§ **DOCUMENT TEXT**
"""

As stated elsewhere:
_300m of strike. 40cm below surface and more visible gold.
Multiple targets, high grade hits._

*Timing may be an issue for the June comp.*


----------



## Dona Ferentes (28 May 2021)

Dona Ferentes said:


> *Timing may be an issue for the June comp.*



and indeed it might (My tip for June already logged).  Usual VWAP drop when repricing after the pause

in _Trading Halt _pending a proposed capital raising


----------



## mullokintyre (31 May 2021)

cap raise at 12.5 to instos  up to 10 mill.
the plebs get a go at 12.5 up to 5 mill.
Given the recent  placements of stocks I have held(RRL and DCN as examples), will probably wait and hope it falls below the 12.5 issue price   and can add below that price.


----------



## Dona Ferentes (31 May 2021)

mullokintyre said:


> cap raise at 12.5 to instos  up to 10 mill.
> the plebs get a go at 12.5 up to 5 mill.
> ..... will probably wait and hope it falls below the 12.5 issue price and can add below that price.

"""

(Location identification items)

"""

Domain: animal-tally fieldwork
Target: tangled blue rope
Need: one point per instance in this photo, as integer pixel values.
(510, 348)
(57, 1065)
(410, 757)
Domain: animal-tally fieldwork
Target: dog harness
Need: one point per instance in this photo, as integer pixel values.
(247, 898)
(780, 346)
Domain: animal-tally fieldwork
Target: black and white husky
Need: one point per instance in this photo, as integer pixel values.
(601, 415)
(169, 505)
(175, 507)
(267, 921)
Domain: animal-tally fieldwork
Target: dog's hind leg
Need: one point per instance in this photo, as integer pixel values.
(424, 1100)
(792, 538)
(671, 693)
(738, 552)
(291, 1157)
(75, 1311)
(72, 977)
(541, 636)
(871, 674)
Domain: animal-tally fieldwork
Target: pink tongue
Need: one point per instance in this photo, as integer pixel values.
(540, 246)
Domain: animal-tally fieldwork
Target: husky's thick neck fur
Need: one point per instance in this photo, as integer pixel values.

"""

§ **GIVEN REQUEST A**
According to the forum thread, up to what amount are institutions offered shares in the capital raise?
§ **GIVEN REQUEST B**
Retype the forum thread from "## mullokintyre (31" to "Ferentes (31 May 2021)".

§ **FULL RESPONSE A**
Up to 10 million, at 12.5.

§ **FULL RESPONSE B**
## mullokintyre (31 May 2021)

cap raise at 12.5 to instos  up to 10 mill.
the plebs get a go at 12.5 up to 5 mill.
Given the recent  placements of stocks I have held(RRL and DCN as examples), will probably wait and hope it falls below the 12.5 issue price   and can add below that price.


----------



## Dona Ferentes (31 May 2021)